■ **What is expected**
When the string "tower" occurs in a line of the records, show that line.

■ **Data in this exercise**
══════

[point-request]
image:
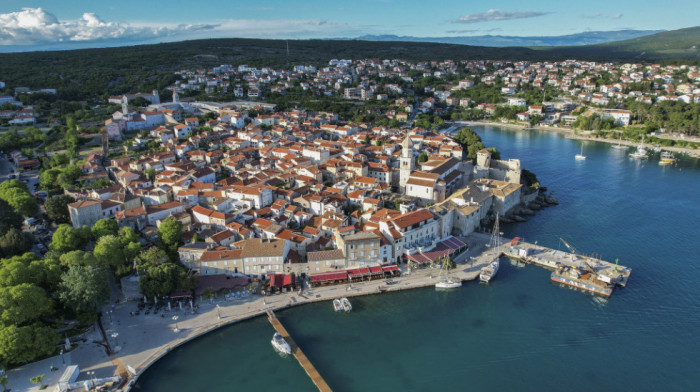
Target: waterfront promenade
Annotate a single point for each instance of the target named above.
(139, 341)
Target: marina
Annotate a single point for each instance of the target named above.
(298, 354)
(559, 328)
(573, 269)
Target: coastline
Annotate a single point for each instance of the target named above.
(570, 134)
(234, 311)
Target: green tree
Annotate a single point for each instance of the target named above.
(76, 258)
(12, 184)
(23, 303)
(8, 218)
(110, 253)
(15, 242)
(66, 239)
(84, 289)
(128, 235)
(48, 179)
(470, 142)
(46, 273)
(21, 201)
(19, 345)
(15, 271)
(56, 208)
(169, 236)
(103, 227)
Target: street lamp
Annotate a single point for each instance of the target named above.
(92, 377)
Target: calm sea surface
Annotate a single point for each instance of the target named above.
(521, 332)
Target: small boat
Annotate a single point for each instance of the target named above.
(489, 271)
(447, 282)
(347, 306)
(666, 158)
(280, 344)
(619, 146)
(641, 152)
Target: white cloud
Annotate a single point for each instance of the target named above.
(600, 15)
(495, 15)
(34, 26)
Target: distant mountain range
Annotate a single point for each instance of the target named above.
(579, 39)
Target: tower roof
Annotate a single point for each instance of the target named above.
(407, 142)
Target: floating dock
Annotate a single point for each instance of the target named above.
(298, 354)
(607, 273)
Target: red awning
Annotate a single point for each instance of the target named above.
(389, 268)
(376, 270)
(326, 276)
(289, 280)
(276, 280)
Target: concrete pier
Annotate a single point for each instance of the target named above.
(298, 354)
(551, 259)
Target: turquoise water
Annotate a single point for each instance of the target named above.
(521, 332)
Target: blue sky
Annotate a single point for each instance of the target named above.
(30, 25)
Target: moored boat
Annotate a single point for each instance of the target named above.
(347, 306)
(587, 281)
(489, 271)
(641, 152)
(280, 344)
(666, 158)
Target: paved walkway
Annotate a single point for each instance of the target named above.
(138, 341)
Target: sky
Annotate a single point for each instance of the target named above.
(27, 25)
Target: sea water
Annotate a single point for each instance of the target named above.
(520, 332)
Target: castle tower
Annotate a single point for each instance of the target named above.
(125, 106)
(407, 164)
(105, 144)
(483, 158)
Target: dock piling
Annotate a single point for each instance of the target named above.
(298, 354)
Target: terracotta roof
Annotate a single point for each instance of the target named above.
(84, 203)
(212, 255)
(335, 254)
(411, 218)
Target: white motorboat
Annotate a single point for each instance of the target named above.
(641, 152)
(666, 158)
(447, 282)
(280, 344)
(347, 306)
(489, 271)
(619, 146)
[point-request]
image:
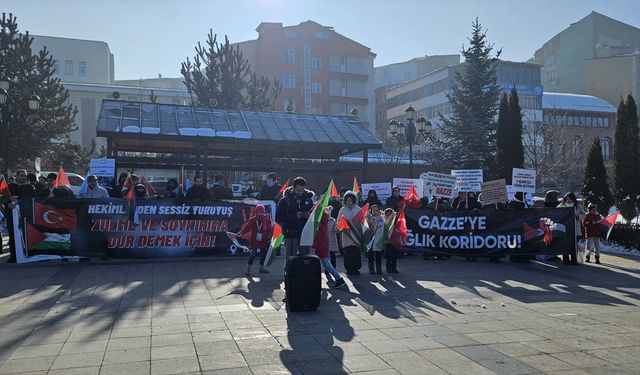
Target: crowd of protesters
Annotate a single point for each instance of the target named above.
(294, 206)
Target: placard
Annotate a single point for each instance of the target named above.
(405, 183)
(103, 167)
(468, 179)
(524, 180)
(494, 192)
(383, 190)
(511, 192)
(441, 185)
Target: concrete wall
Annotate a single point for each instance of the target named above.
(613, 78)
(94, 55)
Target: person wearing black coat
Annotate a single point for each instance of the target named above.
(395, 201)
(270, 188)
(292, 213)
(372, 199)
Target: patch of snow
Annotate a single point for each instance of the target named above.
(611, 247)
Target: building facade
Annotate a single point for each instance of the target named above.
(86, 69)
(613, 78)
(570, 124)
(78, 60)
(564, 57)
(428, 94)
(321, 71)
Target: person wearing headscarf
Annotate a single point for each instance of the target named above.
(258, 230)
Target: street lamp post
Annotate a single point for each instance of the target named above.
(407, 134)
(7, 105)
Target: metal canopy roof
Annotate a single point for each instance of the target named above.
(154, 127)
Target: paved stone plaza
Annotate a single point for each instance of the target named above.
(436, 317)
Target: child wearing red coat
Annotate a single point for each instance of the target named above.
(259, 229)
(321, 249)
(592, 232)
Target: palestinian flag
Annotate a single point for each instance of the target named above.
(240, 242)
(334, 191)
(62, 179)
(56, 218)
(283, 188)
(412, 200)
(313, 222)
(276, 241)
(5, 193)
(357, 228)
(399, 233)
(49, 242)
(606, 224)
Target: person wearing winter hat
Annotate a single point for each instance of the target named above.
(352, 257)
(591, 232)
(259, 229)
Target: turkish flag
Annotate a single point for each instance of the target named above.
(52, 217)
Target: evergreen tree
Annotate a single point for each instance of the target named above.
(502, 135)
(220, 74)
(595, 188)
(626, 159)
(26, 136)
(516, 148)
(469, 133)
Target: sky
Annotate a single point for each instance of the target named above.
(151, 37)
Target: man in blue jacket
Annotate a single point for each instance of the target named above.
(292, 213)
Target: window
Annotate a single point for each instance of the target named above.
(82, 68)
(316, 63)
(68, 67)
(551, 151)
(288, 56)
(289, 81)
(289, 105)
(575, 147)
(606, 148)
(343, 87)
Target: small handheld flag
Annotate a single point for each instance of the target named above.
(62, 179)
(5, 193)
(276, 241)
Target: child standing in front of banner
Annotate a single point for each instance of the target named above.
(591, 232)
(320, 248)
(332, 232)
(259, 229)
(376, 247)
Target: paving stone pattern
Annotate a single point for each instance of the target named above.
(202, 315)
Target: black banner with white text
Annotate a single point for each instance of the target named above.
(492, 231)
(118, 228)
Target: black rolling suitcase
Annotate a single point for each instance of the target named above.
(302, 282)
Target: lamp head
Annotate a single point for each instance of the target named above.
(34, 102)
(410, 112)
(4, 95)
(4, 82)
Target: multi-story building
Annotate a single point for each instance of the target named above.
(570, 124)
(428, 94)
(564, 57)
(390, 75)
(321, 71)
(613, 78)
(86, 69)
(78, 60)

══════

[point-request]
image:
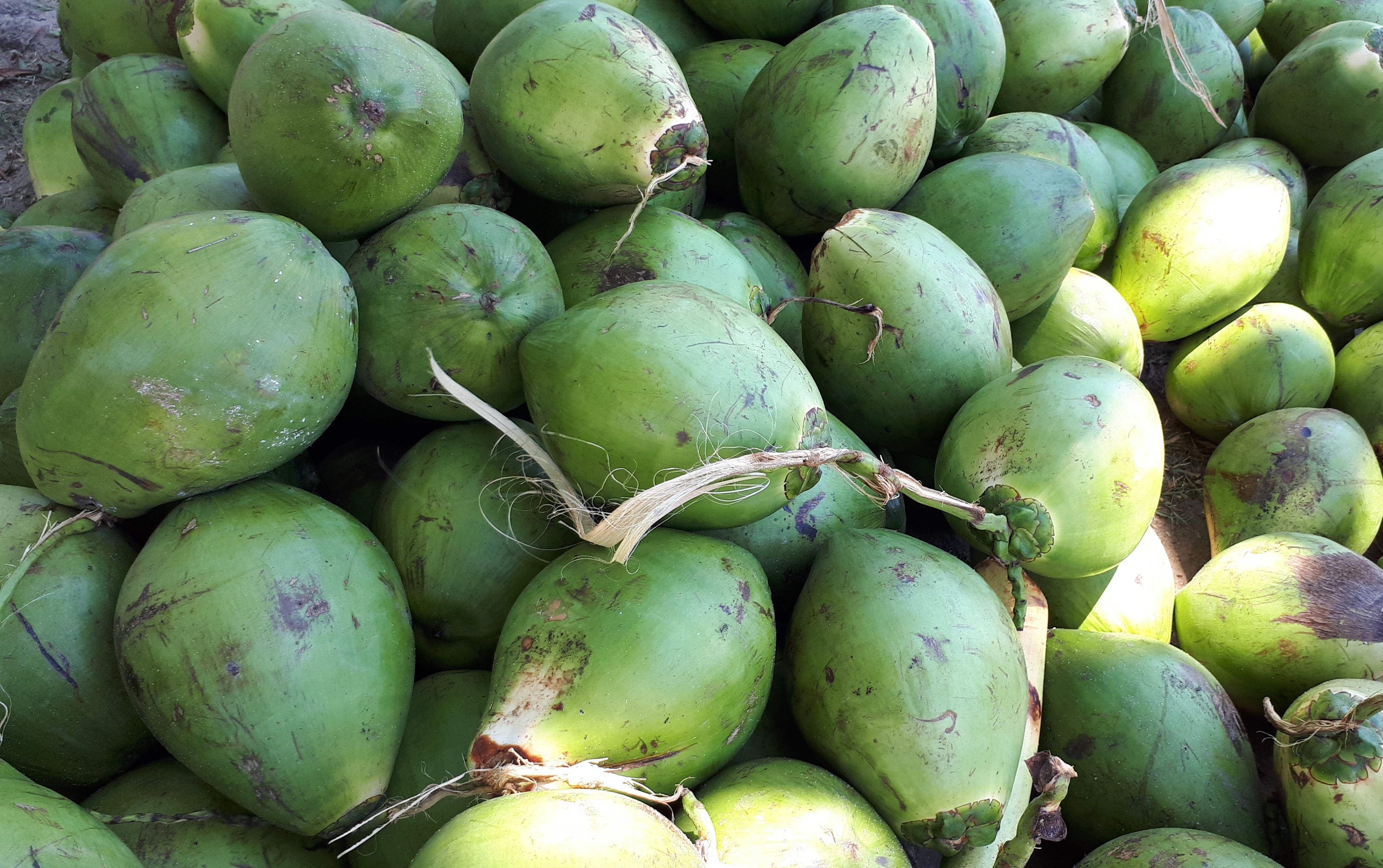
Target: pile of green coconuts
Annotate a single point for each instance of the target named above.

══════

■ **Response box**
Target: tower roof
Target: castle tower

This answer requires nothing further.